Please render all of the records below as a two-column CSV with the header input,output, one row per record holding its text and its answer. Put each value in a single quoted field, with line breaks replaced by spaces.

---------------

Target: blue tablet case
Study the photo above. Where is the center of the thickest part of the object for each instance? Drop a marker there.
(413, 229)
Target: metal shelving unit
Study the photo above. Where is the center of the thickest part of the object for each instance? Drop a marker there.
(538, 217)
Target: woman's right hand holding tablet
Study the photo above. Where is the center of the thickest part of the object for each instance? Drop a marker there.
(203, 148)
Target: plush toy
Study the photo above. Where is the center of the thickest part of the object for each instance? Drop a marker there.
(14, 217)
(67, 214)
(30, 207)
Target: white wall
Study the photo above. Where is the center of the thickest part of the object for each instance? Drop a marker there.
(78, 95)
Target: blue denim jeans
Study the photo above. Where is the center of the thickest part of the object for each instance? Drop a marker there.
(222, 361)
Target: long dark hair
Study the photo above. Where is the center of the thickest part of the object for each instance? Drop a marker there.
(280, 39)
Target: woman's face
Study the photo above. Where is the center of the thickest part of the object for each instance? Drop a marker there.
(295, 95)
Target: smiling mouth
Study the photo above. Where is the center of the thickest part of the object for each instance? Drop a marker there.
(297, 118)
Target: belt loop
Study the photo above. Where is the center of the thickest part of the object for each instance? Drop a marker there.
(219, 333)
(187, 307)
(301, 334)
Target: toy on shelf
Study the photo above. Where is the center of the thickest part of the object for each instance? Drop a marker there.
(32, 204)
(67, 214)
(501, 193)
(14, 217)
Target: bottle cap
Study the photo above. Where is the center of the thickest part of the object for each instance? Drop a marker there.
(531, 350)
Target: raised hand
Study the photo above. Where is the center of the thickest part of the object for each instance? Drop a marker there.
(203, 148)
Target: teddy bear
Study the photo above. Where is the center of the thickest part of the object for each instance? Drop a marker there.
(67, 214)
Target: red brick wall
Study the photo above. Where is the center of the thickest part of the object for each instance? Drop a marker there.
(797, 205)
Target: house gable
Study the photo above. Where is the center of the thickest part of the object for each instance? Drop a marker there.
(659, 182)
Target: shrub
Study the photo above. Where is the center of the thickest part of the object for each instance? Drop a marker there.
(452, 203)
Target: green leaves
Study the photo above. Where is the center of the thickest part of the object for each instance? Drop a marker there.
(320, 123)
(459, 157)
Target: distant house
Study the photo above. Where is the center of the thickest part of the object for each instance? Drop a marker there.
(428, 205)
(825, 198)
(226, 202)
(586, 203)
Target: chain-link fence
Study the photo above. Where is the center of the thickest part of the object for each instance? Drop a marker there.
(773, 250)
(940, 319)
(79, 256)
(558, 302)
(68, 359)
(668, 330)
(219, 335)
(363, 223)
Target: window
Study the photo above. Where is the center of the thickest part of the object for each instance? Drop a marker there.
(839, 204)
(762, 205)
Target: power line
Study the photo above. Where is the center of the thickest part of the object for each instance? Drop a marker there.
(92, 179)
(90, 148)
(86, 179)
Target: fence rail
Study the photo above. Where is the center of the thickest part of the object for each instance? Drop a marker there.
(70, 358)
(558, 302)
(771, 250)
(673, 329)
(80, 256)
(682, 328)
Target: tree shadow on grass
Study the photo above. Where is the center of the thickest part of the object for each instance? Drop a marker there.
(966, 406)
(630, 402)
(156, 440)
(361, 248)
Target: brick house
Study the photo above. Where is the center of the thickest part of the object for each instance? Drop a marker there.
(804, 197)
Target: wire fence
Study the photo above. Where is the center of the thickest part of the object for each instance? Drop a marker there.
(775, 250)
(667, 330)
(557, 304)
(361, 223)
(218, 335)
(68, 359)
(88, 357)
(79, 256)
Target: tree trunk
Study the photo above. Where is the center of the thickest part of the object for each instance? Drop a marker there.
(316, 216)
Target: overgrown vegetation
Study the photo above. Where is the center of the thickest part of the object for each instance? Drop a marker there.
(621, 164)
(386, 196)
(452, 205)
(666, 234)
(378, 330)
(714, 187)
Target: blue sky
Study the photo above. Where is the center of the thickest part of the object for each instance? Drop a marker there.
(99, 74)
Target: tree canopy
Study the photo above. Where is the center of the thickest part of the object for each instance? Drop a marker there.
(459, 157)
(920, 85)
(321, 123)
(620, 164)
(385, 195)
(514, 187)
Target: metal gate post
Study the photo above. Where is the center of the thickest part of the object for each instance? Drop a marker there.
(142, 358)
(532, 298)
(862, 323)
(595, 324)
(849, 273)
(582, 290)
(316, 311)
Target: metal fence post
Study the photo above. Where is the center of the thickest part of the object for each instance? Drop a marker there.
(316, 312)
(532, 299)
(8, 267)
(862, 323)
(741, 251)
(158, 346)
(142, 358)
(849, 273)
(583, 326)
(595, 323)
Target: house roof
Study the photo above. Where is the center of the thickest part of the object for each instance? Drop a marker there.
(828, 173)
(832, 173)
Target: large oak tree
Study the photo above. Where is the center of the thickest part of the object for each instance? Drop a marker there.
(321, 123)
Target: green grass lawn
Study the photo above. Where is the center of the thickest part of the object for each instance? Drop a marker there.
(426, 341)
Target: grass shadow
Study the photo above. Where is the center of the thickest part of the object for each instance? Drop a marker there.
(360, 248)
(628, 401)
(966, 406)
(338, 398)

---------------

• _Task answer_
input,output
"Target: blue tablet case Study the photo above. Where is the center of the thickest part of the object for each instance? Drop a marker there.","(413, 229)"
"Target: metal shelving unit Study the photo above. Where is the center of the thickest part of the object for each instance? Drop a marker there.","(538, 217)"
"Target: woman's right hand holding tablet Study the photo above. Where is the center of the thickest part of the object for each instance? Drop a marker there.","(203, 148)"
"Target: plush toy Study the photo above. Where is the center of the thickest part of the object for each instance? Drop a marker there.","(14, 217) (67, 214) (30, 207)"
"Target: white wall Study the photo above. Where is the center of the thickest part of the object for each instance? Drop a marker there.","(78, 95)"
"Target: blue denim jeans Study the photo above. Where is the center of the thickest part of the object for each instance? Drop a marker there.","(222, 361)"
"Target: long dark hair Study the photo above. Where is the center of the thickest part of the object for each instance? Drop a marker there.","(280, 39)"
"Target: woman's face Study the photo above. Where is the center of the thickest part of the object for each instance? Drop a marker there.","(295, 95)"
"Target: smiling mouth Study the photo above. Where is the center of the thickest part of the object for each instance? Drop a marker there.","(297, 118)"
"Target: belt loop Study the photo above. Where is the center of the thickest part of the object for each instance? Drop a marker there.","(219, 333) (187, 307) (301, 334)"
"Target: toy on shelf Study the photo above. Where is the center of the thickest part of the object for each instance? Drop a marker there.","(32, 204) (67, 214) (501, 193) (14, 217)"
"Target: bottle cap Study the photo above. Where is the center of the thickest part of the object for each instance? Drop a marker there.","(531, 350)"
"Target: raised hand Study the photo above. Where is the center of the thickest part of the object for each instance? Drop a marker there.","(203, 148)"
"Target: teddy bear Study the photo above. Where is the center of the thickest part of the object for each instance? Drop a marker there.","(67, 214)"
"Target: red brick wall Study the photo above. Where is the center of the thickest part of the object for each instance? Drop a marker there.","(797, 205)"
"Target: house gable Study the photo above. Where is the center of the thickest part of the object for each instance? Drop a marker there.","(659, 182)"
"Target: shrub Study the photo above. Where is the center of the thickest part of the object for each instance? Drop a marker there.","(452, 203)"
"Target: green leaves Study the photo above. Where is the center of the thickest part of the object for each instance? Drop a marker there.","(320, 123) (459, 157)"
"Target: distant house Study the photo above. Where is the center of the thickest part of the object for each instance? Drop a marker there.","(428, 205) (825, 198) (226, 202) (586, 203)"
"Target: chain-link fence Study the photo above. Where is the center of the thickest part of the object for each instance? Drop a marker there.","(773, 250) (940, 319) (79, 256) (558, 302) (68, 359) (668, 330) (219, 335) (363, 223)"
"Target: window Study the photo above. Where is the center of the thickest part of the object for each instance? Drop a marker there.","(839, 204) (762, 205)"
"Target: power line Study the photo above. Where is the center of the thickest part of the object for each instance? Drop a marker there.","(92, 179) (90, 148) (86, 179)"
"Target: fence rail Study the photo above. Where is the center of the thickest part of the object for each instance? Drop a marker there.","(70, 358) (558, 302) (771, 250) (673, 329) (80, 256) (682, 328)"
"Target: tree shadow on grass Study the photo above. Where is the center of the thickest part of the object for each instance? Drop a marker there.","(966, 406) (630, 402) (156, 440) (361, 248)"
"Target: brick house Study the photo above. Where is the center of the thickest part of the object for each instance? Drop a marker there.","(804, 197)"
"Target: wire fence Study the photo above. Where is the center of the thickest part of the object for each instance? Drop a marker there.","(775, 250) (667, 330) (557, 304) (361, 223) (218, 335) (68, 359) (88, 357) (79, 256)"
"Target: tree trunk Study the photo above. Where is the center of the thickest part of the object for each instance? Drop a marker there.","(316, 216)"
"Target: overgrown vegetation Study the photo above. Where is the center of the thickest part of the object for each instance? Drop a marker there.","(621, 164) (386, 196) (452, 205) (666, 234) (378, 330) (714, 187)"
"Target: blue sky Study the photo above. Where is the center of the thickest part of the object for each instance? Drop a marker there.","(99, 74)"
"Target: tree canopy Study the photo above. Where is the center of the thickest part of the object for each instance? Drop a marker there.","(459, 157) (920, 85) (321, 123) (620, 164) (385, 195) (514, 187)"
"Target: metal gate post Study the photo above. Where is the center of the thickest part of the object for each instance? Drop a marker there.","(142, 358) (532, 298) (862, 323) (595, 324) (849, 273) (582, 290) (316, 311)"
"Target: metal fence post Study the photo above. Where is the center of the thickest part of the object for each instance? Drop a marker there.","(316, 312) (532, 299) (8, 267) (862, 323) (741, 251) (158, 346) (142, 358) (849, 273) (583, 326) (595, 323)"
"Target: house roof Study the photo above. Where is the center of the thickest part of the object for each instance? Drop a marker there.","(828, 173) (832, 173)"
"Target: large oak tree Study the photo above. Where is the center of the thickest part of the object for each instance? Drop a marker there.","(321, 123)"
"Target: green grass lawn Study the photo above. Where is the center of the thickest part of the object for each instance? Drop a marker there.","(426, 341)"
"Target: grass shadow Study the photo above. Where is the center of the thickest part of the object for each instance? Drop a marker there.","(360, 248) (628, 401) (966, 406) (338, 398)"